What the exercise asks:
Copy all entries without alteration and skip the pictures they hold.

# start of Extracted material

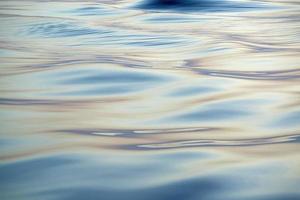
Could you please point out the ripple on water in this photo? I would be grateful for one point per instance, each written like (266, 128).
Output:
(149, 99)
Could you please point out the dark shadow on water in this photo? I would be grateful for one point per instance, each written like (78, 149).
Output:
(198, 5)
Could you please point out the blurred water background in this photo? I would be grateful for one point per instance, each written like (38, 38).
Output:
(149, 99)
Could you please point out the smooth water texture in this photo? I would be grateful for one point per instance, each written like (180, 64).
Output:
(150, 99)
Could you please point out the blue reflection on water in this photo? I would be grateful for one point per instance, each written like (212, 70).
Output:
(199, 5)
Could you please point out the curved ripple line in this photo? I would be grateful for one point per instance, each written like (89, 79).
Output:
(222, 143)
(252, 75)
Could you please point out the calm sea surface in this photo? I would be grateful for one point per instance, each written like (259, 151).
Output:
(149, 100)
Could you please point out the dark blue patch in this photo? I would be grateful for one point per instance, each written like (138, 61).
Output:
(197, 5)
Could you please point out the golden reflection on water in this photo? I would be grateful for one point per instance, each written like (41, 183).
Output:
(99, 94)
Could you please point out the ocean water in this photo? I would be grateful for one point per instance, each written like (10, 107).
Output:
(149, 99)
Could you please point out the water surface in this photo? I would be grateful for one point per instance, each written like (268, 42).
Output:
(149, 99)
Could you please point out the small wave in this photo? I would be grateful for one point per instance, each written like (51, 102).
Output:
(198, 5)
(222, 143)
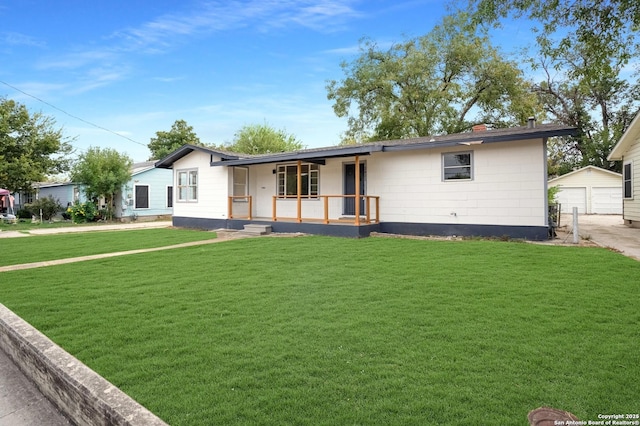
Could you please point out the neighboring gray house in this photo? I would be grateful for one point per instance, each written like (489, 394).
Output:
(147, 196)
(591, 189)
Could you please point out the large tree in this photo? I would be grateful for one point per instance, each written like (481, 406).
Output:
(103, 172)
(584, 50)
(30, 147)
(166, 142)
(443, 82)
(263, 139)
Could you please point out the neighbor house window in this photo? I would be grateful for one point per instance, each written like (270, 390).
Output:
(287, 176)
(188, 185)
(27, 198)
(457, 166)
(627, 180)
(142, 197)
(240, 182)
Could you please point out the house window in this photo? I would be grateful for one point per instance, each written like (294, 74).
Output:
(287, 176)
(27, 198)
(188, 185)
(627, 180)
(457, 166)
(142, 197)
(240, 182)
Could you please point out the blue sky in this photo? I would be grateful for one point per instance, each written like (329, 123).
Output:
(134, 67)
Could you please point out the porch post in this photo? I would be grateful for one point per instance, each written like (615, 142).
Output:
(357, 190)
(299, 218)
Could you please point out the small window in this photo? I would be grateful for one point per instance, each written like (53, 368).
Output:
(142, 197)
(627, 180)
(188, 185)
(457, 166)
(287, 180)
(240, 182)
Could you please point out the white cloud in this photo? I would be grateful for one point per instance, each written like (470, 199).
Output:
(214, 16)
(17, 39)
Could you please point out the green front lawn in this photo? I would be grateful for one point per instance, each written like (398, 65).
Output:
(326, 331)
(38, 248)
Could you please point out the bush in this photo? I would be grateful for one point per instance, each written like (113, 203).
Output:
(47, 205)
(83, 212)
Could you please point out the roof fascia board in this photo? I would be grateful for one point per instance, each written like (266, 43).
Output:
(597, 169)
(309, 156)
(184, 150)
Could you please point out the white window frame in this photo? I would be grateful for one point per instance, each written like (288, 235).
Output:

# end of Extracted material

In response:
Could you please point out the ripple on water in this photo? I would be grateful for one point per instance, each written like (266, 128).
Output:
(149, 99)
Could you please point out the dark shadow on water in this photo? I would be grateful for one point per instance, each written like (78, 149).
Output:
(198, 5)
Could you please point out the blurred water background in this photo? I would be grateful for one point per instance, each written like (38, 38).
Output:
(149, 99)
Could you please point out the smooth water texture in this photo? I would be grateful for one point per instance, each written like (180, 64).
Output:
(150, 99)
Could you please point out the blue reflection on water in this photo? I would be grateful for one point per instance, each written like (212, 70).
Output:
(199, 5)
Could you please point out the curved ripple line in this photo? I would be grateful for one point per instance, each written like (89, 79).
Output:
(222, 143)
(252, 75)
Could you please point out the calm sea surface in this photo? I would be grateful for one point per instance, each written like (259, 151).
Output:
(149, 100)
Could you please point out the dark blue patch in this photo? I would be grateful for one point per instance, each written like (138, 61).
Output:
(197, 5)
Could you please point out the golden reflection on water in this photo? I would be grateful for one point per instance, each written like (41, 183).
Output:
(99, 94)
Could you please point out the ocean water in this photo? I would be grateful for one point per instance, each written like (10, 107).
Output:
(149, 99)
Could you please point out the water surface in this photo? I would be grateful for one point per instance, each written like (268, 42).
Output:
(149, 99)
Could you please point out the small wave in this photo? I would be grateful for one point per instance, each written like (51, 102).
Output:
(198, 5)
(222, 143)
Could you please point out the neighboring gray house in this photo? I would be grateful for one point per instance, each written like (489, 394).
Output:
(147, 196)
(591, 189)
Could you please point out the large tree in this photo? I would be grateful for one point per instance, each written like (481, 406).
Output:
(103, 172)
(584, 50)
(30, 147)
(166, 142)
(443, 82)
(263, 139)
Could you please point out the neighbor house window in this photo? I would be grateful for one point per instance, each written like (270, 390).
Output:
(287, 176)
(188, 185)
(27, 198)
(457, 166)
(627, 180)
(142, 197)
(240, 182)
Could you please point out the house window in this photo? I would be grateful for one point per instance, each written like (294, 74).
Output:
(287, 176)
(27, 198)
(188, 185)
(627, 180)
(457, 166)
(142, 197)
(240, 182)
Could you please point out the blue sky in this photo? I would be grateful for one point per instance, each written like (329, 123).
Output:
(134, 67)
Could you please point out the porch post in this photo? I would be grateful for one point per instance, each written like (615, 142).
Output:
(357, 190)
(299, 218)
Could you please point out the small window in this photo? I would be grateful for one point per instance, each written like (53, 368).
Output:
(142, 197)
(627, 180)
(188, 185)
(457, 166)
(287, 180)
(240, 182)
Could you please point out the white cloud in this photo? I would be grateful for one point per instance, each written like (470, 199).
Output:
(214, 16)
(17, 39)
Could you please point out the green front lawn in this photo? I would be grateful for one point per instance, each written like (398, 65).
Output:
(326, 331)
(38, 248)
Could you please point out the bush in this photo? I would be grateful for one point per instance, each written like (113, 203).
Output:
(47, 205)
(83, 212)
Could you please point out the roof fascia board in this photo? I would be grateful for one point per instance, each written like (266, 43).
Output:
(597, 169)
(309, 156)
(184, 150)
Could you please point out the white window frame in this photo? I would be grateful for one point per instance, each written like (288, 235).
Output:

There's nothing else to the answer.